(Point localization data)
☆ ☆ ☆
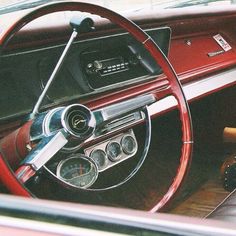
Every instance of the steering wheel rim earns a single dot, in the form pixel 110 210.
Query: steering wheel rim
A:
pixel 175 87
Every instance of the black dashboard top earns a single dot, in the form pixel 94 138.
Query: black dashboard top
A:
pixel 92 66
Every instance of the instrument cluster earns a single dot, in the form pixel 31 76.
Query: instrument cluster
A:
pixel 82 170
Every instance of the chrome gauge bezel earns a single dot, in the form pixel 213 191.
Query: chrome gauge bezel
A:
pixel 103 146
pixel 110 153
pixel 105 158
pixel 84 158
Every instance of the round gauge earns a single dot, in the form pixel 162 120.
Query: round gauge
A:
pixel 128 144
pixel 78 171
pixel 113 150
pixel 99 157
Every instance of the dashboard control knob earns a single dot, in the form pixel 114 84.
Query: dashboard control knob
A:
pixel 97 65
☆ ☆ ☆
▶ **Directions**:
Leaving out the pictures, repeat all the entries exactly as they stand.

▶ **Solution to this exercise**:
Every instance of the steering wheel rim earns a single dot, in the form pixel 110 210.
Query: steering wheel rim
A:
pixel 175 87
Every instance of the black dashboard top earns a single dot, in the form pixel 94 138.
Query: black dashboard top
A:
pixel 92 66
Every instance of the instrument cluster earns a single dot, in the form pixel 31 76.
Query: instrument cluster
A:
pixel 82 170
Every instance of the chrome gauge bezel earns a single dot, in the form pixel 213 191.
Query: chrome gauge bezel
A:
pixel 103 146
pixel 110 153
pixel 105 158
pixel 84 158
Every instance of the round gauge earns a single dot, in the form pixel 162 120.
Query: round gauge
A:
pixel 128 144
pixel 78 171
pixel 113 150
pixel 99 157
Every instance of the dashboard control knob earns a single dot, in the form pixel 114 84.
Query: dashboard control knob
A:
pixel 97 65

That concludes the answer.